What you are asked to do:
All of the entries should be returned without a single change.

Extracted records:
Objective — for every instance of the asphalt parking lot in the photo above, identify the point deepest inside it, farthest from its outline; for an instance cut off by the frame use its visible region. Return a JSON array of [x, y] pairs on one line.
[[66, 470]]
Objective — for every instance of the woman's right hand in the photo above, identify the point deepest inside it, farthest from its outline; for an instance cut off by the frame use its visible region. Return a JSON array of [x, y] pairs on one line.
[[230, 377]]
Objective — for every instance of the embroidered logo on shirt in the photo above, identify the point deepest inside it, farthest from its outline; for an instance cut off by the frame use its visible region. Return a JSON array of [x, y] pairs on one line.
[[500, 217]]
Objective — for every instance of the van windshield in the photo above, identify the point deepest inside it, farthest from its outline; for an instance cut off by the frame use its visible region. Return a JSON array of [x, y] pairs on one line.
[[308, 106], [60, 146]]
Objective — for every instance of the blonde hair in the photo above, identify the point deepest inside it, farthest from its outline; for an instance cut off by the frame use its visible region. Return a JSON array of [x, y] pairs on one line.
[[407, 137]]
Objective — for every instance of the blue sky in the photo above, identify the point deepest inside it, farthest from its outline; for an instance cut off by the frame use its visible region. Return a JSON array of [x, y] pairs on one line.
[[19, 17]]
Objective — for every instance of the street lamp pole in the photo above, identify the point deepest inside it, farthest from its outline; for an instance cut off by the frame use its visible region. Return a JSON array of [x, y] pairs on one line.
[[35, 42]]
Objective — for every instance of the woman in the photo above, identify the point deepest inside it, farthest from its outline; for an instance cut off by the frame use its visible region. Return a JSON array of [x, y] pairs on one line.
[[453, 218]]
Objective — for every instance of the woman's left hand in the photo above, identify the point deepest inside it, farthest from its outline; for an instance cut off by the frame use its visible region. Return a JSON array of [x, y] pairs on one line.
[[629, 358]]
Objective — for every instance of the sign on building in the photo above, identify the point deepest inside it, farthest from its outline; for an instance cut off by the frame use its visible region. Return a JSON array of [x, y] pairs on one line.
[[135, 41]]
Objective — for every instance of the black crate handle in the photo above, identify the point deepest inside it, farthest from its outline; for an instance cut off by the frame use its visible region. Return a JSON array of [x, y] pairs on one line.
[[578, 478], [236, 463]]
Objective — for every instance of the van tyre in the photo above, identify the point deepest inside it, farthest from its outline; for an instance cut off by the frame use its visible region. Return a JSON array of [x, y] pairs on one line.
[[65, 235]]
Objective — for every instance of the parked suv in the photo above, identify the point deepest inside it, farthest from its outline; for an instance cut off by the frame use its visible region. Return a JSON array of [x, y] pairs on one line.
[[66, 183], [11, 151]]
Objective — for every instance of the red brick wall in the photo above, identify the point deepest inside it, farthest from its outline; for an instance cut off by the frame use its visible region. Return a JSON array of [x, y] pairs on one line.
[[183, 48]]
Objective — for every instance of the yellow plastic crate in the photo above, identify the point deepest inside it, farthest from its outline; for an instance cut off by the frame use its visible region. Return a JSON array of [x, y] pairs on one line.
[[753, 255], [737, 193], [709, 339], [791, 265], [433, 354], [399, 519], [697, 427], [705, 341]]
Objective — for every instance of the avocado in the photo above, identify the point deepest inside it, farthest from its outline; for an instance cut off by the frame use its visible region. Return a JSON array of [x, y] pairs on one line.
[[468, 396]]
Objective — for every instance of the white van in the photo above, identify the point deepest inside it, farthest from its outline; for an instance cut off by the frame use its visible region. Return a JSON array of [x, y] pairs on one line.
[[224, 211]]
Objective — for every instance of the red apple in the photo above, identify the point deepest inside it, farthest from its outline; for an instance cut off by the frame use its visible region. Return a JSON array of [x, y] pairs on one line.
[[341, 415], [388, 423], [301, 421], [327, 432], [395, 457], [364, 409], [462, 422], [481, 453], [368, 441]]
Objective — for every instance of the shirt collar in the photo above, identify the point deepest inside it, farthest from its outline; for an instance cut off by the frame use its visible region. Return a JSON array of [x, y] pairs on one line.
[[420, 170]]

Written solution:
Objective — for every instance of the asphalt parking lot in the photo above, identify the point deepest inside it, farthest from its outline; for an instance cut off by the frame use its visible region. Return a JSON array of [x, y] pairs on one line.
[[66, 470]]
Objective — for every instance of the woman's right hand in the photo above, identify the point deepest inside it, farthest from its outline; for an instance cut off by the frame use its visible region. Return a JSON array of [x, y] pairs on one line.
[[230, 377]]
Objective — for every instance of the embroidered logo on shirt in the photo above, identify the point deepest inside it, farthest from its outline; for an instance cut off by the frame use its visible region. Return a JSON array of [x, y] pairs on one line.
[[500, 217]]
Objective — for every instance of the van windshield in the photo above, identify the point deepest inside it, farthest from its outline; for an instance cut off by the frame use its visible region. Return a JSON array of [x, y] pairs on one line.
[[308, 106], [60, 146]]
Objective — for every instance of the blonde hair in the photo above, identify the point deepest inside it, farthest from its outline; for an instance cut off by the frame use its visible region. Return a JSON array of [x, y] pairs on one line.
[[407, 137]]
Objective — for every instance of the blue sky in the photo above, identify the point deepest inside it, farthest from its outline; for an instance cut off by the frame use its visible region. Return a JSON array of [x, y] pairs on one line.
[[19, 17]]
Objective — for every instance of the street lamp pole in the photo above, identify the point deepest inside it, farthest from its outline; for an instance cut off by the frame use its visible region. Return a JSON array of [x, y] pairs on one line.
[[35, 42]]
Objective — for every instance of the woman in the photo above, identify the point deepest inside it, farthest from its outline; for an instance cut off by the frame use its visible region. Return a JSON array of [x, y] pairs on one line.
[[453, 218]]
Objective — for every instance of the woman's left hand in the photo above, identify the point deepest inside it, farthest from its outline; for an instance cut off by the frame use its visible region. Return a JSON array of [x, y] pairs on one line.
[[629, 358]]
Objective — for every instance of the sign on building in the photo above, identify the point deepest inside it, farthest from its outline; for an instance cut off by the frame use its visible region. Return a JSON array of [x, y] pairs on one line.
[[135, 41]]
Objective — for every instance of the black crate handle in the photo above, identify the point deepest inside it, farthest from its outline; for an instance cut off by the frame use its visible region. Return a JSON array of [x, y] pairs on one line.
[[578, 478], [236, 463]]
Objective — for every instance of the van tyre in the photo above, identify the point deepest inside it, farthest from its outline; for an instance cut off by the frame use its visible region. Return a JSON array of [x, y] pairs on one line.
[[65, 235]]
Objective — for every instance of the parked suv in the photo above, identify the point deepest inside it, farthest from its outline; for an instance cut off by the frame use its visible region. Return a JSON array of [x, y] pairs on one line.
[[66, 183], [11, 151]]
Objective — for every instance of the red brick wall in the photo above, identify the point deepest inside it, farthest from its outline; for an instance cut off by the frame use its visible region. Return a JSON array of [x, y] pairs on one line.
[[183, 48]]
Objective — for every instance of the yellow plastic crate in the photo above, identify the point deepest inside it, farthest from its outline; for an instance cut off by the frame use its visible region. Return a JSON array of [x, y] pairs on one line.
[[753, 255], [737, 193], [709, 339], [791, 265], [433, 354], [399, 519], [697, 427], [705, 341]]
Objective — for every instance of the avocado in the photo above, identify the point deepest inside it, farthest from its outline; for an instance cut off by the frame use its visible region. Return a JSON array of [x, y] pairs on one line.
[[468, 396]]
Objective — for every instance of the white van in the photo above, identify the point deepest inside it, farthest from its outline; for an instance cut off by the frame use its visible region. Return a JSON array of [x, y] pairs on one line.
[[224, 211]]
Objective — for every instance of the red apple in the photo above, identify the point deepest inside it, farthest from its outline; for an instance cut off by the frame use its visible region. Return a JSON array of [x, y] pairs on one line.
[[341, 415], [388, 423], [301, 421], [327, 432], [395, 457], [364, 409], [462, 422], [481, 453], [368, 441]]
Objective — for every instance of the shirt collar in the photo above, identify the point deepest inside it, farthest from its outline; for an instance cut off by the frame use its visible region. Return a JSON array of [x, y] pairs on one line.
[[420, 170]]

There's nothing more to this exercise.